Materiale fornito ->
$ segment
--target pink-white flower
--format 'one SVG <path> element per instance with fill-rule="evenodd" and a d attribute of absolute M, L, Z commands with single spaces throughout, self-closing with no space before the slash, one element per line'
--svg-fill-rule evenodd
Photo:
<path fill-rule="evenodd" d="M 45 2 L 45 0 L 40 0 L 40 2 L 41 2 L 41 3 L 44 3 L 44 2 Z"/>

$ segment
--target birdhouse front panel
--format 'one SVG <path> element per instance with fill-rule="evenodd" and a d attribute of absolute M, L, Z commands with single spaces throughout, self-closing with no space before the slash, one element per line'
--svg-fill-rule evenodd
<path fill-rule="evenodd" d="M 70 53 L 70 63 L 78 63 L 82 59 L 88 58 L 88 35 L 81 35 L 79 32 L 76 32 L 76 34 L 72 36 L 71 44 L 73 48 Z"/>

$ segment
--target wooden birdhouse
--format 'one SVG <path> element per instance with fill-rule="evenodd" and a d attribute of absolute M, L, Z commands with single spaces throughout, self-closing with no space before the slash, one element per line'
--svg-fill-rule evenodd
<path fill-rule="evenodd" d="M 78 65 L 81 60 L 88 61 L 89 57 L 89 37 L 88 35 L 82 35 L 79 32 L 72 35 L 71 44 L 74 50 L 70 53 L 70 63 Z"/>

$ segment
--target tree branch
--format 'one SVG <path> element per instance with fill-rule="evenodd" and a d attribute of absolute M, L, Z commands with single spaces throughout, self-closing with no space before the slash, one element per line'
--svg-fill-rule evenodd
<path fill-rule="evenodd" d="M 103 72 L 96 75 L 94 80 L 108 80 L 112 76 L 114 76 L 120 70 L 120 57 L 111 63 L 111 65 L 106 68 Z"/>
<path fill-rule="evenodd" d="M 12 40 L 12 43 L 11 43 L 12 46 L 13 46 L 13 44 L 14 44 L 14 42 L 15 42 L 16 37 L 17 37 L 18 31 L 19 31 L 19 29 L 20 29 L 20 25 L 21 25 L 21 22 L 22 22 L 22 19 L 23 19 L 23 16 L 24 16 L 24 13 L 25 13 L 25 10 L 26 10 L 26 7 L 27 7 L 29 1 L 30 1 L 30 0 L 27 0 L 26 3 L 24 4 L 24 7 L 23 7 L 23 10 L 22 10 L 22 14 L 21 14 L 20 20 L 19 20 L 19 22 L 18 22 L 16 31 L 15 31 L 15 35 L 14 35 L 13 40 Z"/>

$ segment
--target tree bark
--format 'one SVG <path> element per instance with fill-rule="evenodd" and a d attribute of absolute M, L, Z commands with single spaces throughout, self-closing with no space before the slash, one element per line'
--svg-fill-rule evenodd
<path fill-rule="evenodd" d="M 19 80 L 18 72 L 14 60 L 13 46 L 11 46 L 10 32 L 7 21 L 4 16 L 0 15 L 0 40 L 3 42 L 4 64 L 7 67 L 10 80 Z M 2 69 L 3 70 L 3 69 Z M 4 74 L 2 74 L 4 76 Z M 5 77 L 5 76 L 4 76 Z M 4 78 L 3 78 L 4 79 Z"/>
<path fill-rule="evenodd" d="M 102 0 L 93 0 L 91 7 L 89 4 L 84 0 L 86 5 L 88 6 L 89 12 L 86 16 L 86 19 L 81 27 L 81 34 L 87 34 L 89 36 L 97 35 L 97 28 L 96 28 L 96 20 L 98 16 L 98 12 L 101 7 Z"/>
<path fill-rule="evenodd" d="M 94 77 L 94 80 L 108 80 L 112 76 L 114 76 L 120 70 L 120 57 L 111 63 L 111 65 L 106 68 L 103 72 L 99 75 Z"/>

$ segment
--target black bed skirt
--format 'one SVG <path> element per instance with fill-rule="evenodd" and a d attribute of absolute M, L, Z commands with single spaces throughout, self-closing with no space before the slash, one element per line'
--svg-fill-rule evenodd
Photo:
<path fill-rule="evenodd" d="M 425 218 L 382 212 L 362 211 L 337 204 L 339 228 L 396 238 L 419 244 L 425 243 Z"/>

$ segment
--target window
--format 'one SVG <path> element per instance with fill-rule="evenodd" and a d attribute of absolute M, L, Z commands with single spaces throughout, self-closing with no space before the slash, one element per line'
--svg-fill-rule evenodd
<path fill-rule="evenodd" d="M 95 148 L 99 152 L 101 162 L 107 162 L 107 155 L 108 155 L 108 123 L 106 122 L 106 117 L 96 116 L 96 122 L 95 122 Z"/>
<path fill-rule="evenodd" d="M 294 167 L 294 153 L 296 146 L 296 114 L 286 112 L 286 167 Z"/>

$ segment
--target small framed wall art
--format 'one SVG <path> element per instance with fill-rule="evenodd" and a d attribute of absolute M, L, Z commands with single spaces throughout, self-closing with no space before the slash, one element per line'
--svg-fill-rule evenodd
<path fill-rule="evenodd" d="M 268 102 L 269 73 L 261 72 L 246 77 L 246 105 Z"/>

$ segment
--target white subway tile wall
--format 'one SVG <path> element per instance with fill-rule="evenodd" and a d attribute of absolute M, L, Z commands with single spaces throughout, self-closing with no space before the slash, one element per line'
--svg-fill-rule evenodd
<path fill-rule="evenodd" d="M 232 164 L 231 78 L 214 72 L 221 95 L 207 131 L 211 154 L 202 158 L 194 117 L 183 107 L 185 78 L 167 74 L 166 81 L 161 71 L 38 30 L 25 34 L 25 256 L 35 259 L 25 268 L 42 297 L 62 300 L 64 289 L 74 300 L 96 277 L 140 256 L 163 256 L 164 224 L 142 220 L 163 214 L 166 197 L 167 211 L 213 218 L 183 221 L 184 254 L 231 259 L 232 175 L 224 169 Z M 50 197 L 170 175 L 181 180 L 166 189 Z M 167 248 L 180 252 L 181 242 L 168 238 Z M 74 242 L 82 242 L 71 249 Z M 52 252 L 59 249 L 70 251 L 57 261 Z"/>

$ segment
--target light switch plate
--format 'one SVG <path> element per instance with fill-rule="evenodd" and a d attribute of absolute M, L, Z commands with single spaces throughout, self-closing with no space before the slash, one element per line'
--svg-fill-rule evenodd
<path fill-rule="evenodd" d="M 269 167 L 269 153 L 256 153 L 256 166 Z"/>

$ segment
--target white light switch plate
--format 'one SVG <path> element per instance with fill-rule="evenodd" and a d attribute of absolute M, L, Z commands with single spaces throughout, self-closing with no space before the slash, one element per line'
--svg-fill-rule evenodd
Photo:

Descrizione del compito -> Riscrivi l'elenco sostituendo ogni occorrenza di "segment" con "delineate" e lascia invariato tutto il resto.

Risposta corretta ->
$ delineate
--target pink-white flower
--format 'one SVG <path> element per instance with fill-rule="evenodd" and a d attribute of absolute M, L, Z commands with single spaces throughout, self-closing with no space before the slash, one element per line'
--svg-fill-rule evenodd
Photo:
<path fill-rule="evenodd" d="M 45 2 L 45 0 L 40 0 L 40 2 L 41 2 L 41 3 L 44 3 L 44 2 Z"/>

$ delineate
--target birdhouse front panel
--format 'one SVG <path> element per instance with fill-rule="evenodd" and a d attribute of absolute M, L, Z commands with single spaces throughout, self-closing with no space before the slash, one element per line'
--svg-fill-rule evenodd
<path fill-rule="evenodd" d="M 70 53 L 70 63 L 78 63 L 82 59 L 88 58 L 88 35 L 81 35 L 79 32 L 76 32 L 76 34 L 72 36 L 71 44 L 73 48 Z"/>

$ delineate
--target wooden birdhouse
--format 'one SVG <path> element per instance with fill-rule="evenodd" and a d attribute of absolute M, L, Z commands with single spaces throughout, self-closing with no space before the slash, one element per line'
--svg-fill-rule evenodd
<path fill-rule="evenodd" d="M 78 65 L 81 60 L 88 61 L 89 57 L 89 37 L 88 35 L 82 35 L 79 32 L 72 35 L 71 44 L 74 50 L 70 53 L 70 63 Z"/>

$ delineate
--target tree branch
--format 'one SVG <path> element per instance with fill-rule="evenodd" and a d attribute of absolute M, L, Z commands with single spaces throughout, self-closing with no space before the slash, one element per line'
--svg-fill-rule evenodd
<path fill-rule="evenodd" d="M 103 72 L 96 75 L 94 80 L 108 80 L 112 76 L 114 76 L 120 70 L 120 57 L 111 63 L 111 65 L 106 68 Z"/>
<path fill-rule="evenodd" d="M 12 40 L 12 43 L 11 43 L 12 46 L 13 46 L 13 44 L 14 44 L 14 42 L 15 42 L 16 37 L 17 37 L 18 31 L 19 31 L 19 29 L 20 29 L 20 25 L 21 25 L 21 22 L 22 22 L 22 19 L 23 19 L 23 16 L 24 16 L 24 13 L 25 13 L 25 10 L 26 10 L 26 7 L 27 7 L 29 1 L 30 1 L 30 0 L 27 0 L 26 3 L 24 4 L 24 7 L 23 7 L 23 10 L 22 10 L 22 14 L 21 14 L 20 20 L 19 20 L 19 22 L 18 22 L 16 31 L 15 31 L 15 35 L 14 35 L 13 40 Z"/>

$ delineate
--target tree bark
--format 'one SVG <path> element per instance with fill-rule="evenodd" and a d attribute of absolute M, L, Z commands with single spaces throughout, self-closing with no space before the slash, one element per line'
--svg-fill-rule evenodd
<path fill-rule="evenodd" d="M 19 80 L 18 72 L 14 60 L 13 46 L 11 46 L 10 32 L 7 21 L 4 16 L 0 15 L 0 40 L 3 42 L 4 64 L 7 67 L 10 80 Z M 2 69 L 3 70 L 3 69 Z M 4 74 L 2 74 L 4 76 Z M 5 77 L 5 76 L 4 76 Z M 4 78 L 3 78 L 4 79 Z"/>
<path fill-rule="evenodd" d="M 102 0 L 93 0 L 91 7 L 89 4 L 84 0 L 86 5 L 88 6 L 89 12 L 86 16 L 86 19 L 81 27 L 81 34 L 87 34 L 89 36 L 97 35 L 97 28 L 96 28 L 96 20 L 98 16 L 98 12 L 101 7 Z"/>
<path fill-rule="evenodd" d="M 94 77 L 94 80 L 108 80 L 112 76 L 114 76 L 120 70 L 120 57 L 111 63 L 111 65 L 106 68 L 103 72 L 99 75 Z"/>

$ delineate
--target black bed skirt
--format 'one SVG <path> element per instance with fill-rule="evenodd" and a d attribute of absolute M, L, Z commands with single spaces throughout, self-closing with no space before the slash, one element per line'
--svg-fill-rule evenodd
Photo:
<path fill-rule="evenodd" d="M 425 218 L 382 212 L 362 211 L 337 204 L 339 228 L 396 238 L 419 244 L 425 243 Z"/>

$ delineate
--target window
--format 'one SVG <path> element per instance with fill-rule="evenodd" and a d attribute of absolute M, L, Z commands with single spaces throughout, self-closing with no space before the slash, one element per line'
--svg-fill-rule evenodd
<path fill-rule="evenodd" d="M 95 148 L 99 152 L 101 162 L 107 162 L 107 155 L 108 155 L 108 123 L 106 122 L 106 117 L 96 116 L 96 122 L 95 122 Z"/>
<path fill-rule="evenodd" d="M 294 167 L 294 153 L 296 146 L 296 114 L 286 112 L 286 167 Z"/>

$ delineate
--target small framed wall art
--format 'one SVG <path> element per instance with fill-rule="evenodd" and a d attribute of absolute M, L, Z commands with single spaces throughout, self-closing with no space before the slash, one element per line'
--svg-fill-rule evenodd
<path fill-rule="evenodd" d="M 268 102 L 269 73 L 261 72 L 246 77 L 246 105 Z"/>

$ delineate
--target white subway tile wall
--format 'one SVG <path> element per instance with fill-rule="evenodd" and a d attribute of absolute M, L, Z commands with single spaces throughout, self-closing with no space before the slash, one element per line'
--svg-fill-rule evenodd
<path fill-rule="evenodd" d="M 232 164 L 231 78 L 214 72 L 221 95 L 207 131 L 211 154 L 202 158 L 194 117 L 183 107 L 185 78 L 167 74 L 166 81 L 161 71 L 38 30 L 25 34 L 25 256 L 35 259 L 25 268 L 42 297 L 62 300 L 64 289 L 74 300 L 96 277 L 140 256 L 163 256 L 164 224 L 142 220 L 163 214 L 166 197 L 167 211 L 213 218 L 183 221 L 184 254 L 231 259 L 232 175 L 224 169 Z M 50 197 L 170 175 L 181 180 L 166 189 Z M 167 248 L 180 252 L 181 242 L 168 238 Z M 74 242 L 82 242 L 71 249 Z M 52 252 L 59 249 L 70 251 L 57 261 Z"/>

$ delineate
--target light switch plate
--format 'one SVG <path> element per instance with fill-rule="evenodd" and a d attribute of absolute M, L, Z commands with single spaces throughout, self-closing with no space before the slash, one element per line'
--svg-fill-rule evenodd
<path fill-rule="evenodd" d="M 269 167 L 269 153 L 256 153 L 256 166 Z"/>

$ delineate
--target white light switch plate
--format 'one SVG <path> element per instance with fill-rule="evenodd" and a d attribute of absolute M, L, Z commands with single spaces throughout, self-closing with no space before the slash, one element per line'
--svg-fill-rule evenodd
Photo:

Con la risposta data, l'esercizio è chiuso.